§ INSTRUCTIONS TO FOLLOW:
Can you repeat, word for word, the stretch of the records below from the line containing "jacket so a suction gripper can reach it." through the line containing "128,58 -> 238,337", with both of those lines included?

§ SUPPLIED DATA:
-- begin --

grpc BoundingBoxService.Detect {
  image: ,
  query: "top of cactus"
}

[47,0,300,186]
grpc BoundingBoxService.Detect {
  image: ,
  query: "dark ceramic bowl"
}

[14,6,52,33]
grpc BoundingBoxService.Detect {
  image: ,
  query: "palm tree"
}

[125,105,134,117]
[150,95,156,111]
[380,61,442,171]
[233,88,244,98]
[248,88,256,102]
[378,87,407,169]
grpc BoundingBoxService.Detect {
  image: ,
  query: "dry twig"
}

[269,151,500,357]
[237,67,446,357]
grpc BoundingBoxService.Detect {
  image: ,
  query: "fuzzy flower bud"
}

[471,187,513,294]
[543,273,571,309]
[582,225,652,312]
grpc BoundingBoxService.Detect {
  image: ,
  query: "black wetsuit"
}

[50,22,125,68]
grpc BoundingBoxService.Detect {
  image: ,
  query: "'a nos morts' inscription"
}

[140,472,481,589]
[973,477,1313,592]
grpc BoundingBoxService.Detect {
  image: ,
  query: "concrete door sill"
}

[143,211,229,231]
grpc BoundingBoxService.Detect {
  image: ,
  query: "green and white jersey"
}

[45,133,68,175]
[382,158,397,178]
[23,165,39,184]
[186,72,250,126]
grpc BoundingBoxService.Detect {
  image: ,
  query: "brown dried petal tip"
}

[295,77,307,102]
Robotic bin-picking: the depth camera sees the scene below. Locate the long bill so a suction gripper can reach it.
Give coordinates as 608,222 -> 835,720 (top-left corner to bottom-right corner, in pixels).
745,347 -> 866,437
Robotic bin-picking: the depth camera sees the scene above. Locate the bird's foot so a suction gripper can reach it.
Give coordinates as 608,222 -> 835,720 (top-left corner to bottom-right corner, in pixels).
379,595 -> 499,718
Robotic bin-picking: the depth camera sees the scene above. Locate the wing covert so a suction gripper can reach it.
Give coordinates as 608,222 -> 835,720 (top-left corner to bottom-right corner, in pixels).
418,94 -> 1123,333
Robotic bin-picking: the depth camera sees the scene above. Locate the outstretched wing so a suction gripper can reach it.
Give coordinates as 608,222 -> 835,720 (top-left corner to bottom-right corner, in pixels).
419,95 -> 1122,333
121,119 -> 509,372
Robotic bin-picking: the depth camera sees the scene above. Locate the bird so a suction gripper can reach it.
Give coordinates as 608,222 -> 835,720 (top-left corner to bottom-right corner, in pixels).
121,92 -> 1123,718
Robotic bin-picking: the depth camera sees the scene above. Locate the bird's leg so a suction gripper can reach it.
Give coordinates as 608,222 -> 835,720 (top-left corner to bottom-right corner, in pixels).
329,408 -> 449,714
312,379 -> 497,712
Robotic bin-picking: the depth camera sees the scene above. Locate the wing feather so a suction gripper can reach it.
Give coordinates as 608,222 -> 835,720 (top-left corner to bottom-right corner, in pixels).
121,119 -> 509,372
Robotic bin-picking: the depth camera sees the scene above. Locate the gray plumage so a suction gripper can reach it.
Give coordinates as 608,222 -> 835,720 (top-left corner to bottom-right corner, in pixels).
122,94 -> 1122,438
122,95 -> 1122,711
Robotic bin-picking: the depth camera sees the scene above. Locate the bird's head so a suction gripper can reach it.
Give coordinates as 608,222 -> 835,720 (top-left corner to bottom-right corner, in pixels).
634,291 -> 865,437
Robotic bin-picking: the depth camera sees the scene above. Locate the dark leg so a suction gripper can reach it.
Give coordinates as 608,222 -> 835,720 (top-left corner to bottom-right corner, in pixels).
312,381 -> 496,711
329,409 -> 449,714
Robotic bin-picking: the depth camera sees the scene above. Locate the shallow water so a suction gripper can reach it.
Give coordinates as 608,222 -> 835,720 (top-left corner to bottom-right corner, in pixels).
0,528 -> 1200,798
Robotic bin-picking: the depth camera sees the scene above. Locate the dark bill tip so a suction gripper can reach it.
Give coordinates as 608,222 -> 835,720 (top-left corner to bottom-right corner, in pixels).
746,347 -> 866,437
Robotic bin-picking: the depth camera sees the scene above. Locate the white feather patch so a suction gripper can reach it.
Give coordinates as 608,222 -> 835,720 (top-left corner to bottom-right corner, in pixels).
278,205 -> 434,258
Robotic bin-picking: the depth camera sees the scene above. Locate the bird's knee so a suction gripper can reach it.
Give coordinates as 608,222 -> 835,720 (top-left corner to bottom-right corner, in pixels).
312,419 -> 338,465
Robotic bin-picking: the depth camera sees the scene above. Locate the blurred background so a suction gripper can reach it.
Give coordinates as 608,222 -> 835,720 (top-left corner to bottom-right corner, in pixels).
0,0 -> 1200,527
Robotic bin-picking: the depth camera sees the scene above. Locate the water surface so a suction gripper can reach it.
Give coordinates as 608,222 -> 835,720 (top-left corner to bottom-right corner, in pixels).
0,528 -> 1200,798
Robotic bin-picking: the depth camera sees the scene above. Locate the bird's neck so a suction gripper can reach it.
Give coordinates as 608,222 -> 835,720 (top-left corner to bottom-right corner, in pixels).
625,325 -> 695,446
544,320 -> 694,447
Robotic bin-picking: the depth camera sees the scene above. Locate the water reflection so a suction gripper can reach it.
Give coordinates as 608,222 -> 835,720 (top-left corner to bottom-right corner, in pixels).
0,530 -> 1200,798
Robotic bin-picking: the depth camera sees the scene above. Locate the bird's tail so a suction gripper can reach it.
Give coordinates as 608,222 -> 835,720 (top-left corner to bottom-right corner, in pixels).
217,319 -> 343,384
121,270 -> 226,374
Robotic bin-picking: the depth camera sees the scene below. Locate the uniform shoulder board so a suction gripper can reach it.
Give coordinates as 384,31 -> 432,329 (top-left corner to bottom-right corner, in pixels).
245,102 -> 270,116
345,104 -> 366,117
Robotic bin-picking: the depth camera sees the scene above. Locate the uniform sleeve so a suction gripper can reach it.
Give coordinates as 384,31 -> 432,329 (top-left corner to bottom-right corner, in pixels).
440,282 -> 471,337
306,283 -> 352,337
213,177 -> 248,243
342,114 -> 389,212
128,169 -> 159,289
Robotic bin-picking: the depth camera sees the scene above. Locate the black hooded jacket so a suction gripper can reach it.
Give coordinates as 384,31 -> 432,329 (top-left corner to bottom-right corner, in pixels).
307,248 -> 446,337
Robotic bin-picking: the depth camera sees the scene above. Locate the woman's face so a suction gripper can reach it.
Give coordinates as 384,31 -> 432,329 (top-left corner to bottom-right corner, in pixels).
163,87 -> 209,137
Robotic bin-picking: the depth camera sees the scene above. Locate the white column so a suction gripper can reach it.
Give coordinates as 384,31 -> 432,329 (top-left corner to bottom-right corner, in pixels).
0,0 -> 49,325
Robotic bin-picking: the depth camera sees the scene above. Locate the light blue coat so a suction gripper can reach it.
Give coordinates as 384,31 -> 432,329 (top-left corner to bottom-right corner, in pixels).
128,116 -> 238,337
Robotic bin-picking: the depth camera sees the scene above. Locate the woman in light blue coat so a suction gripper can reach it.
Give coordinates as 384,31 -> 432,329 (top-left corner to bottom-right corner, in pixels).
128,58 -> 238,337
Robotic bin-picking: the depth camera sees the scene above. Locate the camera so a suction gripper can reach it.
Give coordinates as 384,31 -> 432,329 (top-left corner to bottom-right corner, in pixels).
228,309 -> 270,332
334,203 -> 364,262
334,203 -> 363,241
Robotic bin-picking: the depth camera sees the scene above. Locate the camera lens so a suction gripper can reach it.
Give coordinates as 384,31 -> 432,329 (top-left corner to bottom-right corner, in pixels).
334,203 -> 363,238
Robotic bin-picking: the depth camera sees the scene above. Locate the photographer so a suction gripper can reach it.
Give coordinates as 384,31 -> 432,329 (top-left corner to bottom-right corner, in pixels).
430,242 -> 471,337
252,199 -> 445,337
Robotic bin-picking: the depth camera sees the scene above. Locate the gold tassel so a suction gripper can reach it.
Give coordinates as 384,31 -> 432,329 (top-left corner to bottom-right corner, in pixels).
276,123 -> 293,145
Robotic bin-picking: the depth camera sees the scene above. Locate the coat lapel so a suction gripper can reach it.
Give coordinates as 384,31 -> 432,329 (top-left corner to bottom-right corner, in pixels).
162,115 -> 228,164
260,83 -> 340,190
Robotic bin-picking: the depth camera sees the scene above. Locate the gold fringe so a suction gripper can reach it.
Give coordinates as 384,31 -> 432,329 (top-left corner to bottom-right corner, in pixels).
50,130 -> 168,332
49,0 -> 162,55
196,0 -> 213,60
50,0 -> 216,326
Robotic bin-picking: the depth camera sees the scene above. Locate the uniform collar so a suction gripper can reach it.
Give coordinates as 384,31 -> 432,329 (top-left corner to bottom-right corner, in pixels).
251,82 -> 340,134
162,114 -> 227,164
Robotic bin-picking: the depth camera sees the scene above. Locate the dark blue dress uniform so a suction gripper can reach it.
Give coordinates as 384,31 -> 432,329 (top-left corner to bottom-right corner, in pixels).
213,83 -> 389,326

-- end --

§ EXPECTED ANSWER:
Robotic bin-picking: the depth camera sees the scene above. Locate the black hooded jacket so a suction gripper can reach it.
Give coordinates as 384,31 -> 432,329 (top-left corner to bottom-right corner, in pixels).
307,248 -> 446,337
Robotic bin-picking: the depth camera sees the scene above. Locate the woman's face so a suction gripper can reach it.
Give coordinates as 384,31 -> 432,329 (top-left corner to bottom-right corner, in pixels).
163,87 -> 209,137
Robotic bin-picking: the depth camera sees the scene above. Locate the white column so a suction gripper can reach it.
Give coordinates as 384,31 -> 432,329 (top-left corner to bottom-right corner, in pixels).
0,0 -> 49,325
Robotic bin-picking: the depth camera sees the scene above. Locate the light blue coat so a suction gripper can reach it.
Give coordinates as 384,31 -> 432,329 (top-left corner to bottom-right corner, in pixels).
128,116 -> 238,337
Robotic bin-picking: the depth camera sees the scene above. Locate the woman in light blue coat so a suction gripper can reach it.
Give coordinates as 384,31 -> 432,329 (top-left corner to bottom-right corner, in pixels).
128,58 -> 238,337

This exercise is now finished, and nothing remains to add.